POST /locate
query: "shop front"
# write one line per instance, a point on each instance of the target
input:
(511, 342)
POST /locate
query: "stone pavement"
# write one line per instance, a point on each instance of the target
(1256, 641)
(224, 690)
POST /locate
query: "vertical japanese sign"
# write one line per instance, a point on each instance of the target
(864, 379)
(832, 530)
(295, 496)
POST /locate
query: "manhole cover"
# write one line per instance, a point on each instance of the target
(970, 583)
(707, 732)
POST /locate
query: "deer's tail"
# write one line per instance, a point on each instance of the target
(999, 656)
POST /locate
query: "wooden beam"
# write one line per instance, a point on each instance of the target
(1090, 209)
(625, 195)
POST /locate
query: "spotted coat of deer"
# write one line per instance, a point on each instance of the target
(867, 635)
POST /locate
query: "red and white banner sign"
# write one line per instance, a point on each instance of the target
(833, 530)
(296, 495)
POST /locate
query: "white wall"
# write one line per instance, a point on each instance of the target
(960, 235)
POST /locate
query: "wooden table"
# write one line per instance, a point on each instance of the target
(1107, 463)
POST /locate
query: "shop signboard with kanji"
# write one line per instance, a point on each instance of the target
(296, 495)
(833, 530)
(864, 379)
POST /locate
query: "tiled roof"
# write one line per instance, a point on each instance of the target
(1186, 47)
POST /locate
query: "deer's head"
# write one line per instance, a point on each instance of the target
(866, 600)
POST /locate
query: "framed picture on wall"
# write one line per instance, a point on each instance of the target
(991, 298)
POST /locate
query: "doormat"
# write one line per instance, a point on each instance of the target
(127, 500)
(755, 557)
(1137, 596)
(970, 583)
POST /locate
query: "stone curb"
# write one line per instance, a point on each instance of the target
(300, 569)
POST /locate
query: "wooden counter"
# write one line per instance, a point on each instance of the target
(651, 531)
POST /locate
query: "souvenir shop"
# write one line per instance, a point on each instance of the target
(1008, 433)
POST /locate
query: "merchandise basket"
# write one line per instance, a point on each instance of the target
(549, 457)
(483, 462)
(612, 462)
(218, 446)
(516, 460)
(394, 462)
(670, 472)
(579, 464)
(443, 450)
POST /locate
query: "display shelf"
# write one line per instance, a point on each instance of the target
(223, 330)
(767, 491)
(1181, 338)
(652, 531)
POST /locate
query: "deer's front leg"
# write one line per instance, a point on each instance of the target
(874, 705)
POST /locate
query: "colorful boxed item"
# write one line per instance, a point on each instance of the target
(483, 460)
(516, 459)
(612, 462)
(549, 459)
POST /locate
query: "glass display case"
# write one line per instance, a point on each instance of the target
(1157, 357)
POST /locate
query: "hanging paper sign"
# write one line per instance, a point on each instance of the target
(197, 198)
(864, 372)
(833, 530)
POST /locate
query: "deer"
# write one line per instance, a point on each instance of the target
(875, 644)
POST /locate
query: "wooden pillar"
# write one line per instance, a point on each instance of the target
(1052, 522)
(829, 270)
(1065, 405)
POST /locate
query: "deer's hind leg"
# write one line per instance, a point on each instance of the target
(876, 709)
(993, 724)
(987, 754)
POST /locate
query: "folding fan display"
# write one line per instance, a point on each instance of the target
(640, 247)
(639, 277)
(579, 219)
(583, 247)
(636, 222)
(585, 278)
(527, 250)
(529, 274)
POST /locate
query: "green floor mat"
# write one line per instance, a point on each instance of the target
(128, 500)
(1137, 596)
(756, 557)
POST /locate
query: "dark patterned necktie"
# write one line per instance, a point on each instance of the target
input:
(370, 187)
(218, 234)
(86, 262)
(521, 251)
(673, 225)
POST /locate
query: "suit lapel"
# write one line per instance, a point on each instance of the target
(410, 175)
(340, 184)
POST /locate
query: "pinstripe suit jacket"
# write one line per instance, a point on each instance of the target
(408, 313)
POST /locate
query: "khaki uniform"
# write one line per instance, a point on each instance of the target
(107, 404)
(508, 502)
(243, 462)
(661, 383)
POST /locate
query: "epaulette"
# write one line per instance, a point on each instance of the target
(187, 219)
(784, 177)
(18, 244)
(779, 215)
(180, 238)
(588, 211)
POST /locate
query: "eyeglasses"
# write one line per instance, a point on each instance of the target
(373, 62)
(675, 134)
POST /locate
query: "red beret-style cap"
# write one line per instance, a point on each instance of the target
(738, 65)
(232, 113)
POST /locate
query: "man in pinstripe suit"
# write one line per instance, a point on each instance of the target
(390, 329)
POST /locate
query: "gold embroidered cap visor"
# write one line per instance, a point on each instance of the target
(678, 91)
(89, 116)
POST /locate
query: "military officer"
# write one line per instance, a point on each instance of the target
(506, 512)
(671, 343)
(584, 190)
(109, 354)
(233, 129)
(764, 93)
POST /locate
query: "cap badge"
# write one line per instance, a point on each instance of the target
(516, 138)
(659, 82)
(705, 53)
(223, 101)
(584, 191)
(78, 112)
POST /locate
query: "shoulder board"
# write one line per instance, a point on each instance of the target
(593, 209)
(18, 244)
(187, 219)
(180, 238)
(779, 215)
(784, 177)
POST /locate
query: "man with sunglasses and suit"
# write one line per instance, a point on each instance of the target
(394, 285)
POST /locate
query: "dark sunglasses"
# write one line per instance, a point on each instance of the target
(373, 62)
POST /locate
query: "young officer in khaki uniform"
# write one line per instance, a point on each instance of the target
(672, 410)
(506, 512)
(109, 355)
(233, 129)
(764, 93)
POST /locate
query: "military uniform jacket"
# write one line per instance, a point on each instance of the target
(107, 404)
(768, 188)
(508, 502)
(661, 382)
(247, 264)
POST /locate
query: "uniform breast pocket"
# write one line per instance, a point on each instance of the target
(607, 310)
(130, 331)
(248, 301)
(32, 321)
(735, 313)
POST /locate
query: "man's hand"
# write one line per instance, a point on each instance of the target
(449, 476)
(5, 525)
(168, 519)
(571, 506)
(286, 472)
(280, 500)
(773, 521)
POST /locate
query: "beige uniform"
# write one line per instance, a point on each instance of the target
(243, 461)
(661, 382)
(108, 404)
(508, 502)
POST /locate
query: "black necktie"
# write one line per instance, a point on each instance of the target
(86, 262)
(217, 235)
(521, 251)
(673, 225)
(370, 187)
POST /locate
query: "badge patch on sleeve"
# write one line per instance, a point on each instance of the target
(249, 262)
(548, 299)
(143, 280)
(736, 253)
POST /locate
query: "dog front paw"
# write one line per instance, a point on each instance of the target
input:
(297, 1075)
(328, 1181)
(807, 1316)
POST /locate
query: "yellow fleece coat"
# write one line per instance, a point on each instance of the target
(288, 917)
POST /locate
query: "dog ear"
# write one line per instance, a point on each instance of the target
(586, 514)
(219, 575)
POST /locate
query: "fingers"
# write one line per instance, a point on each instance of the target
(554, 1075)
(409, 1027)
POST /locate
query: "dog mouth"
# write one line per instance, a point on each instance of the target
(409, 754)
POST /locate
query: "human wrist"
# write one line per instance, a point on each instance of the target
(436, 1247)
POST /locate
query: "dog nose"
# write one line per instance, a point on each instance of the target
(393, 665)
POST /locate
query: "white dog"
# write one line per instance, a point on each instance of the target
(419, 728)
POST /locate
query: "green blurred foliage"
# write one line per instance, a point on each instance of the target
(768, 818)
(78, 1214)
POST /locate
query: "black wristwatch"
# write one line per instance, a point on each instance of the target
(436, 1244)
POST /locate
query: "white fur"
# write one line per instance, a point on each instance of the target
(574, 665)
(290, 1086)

□ □ □

-- What is being asked --
Which lines in the data above contain the word "black"? Show each of them in full.

-- The solution --
query: "black necktie"
query: "black wristwatch"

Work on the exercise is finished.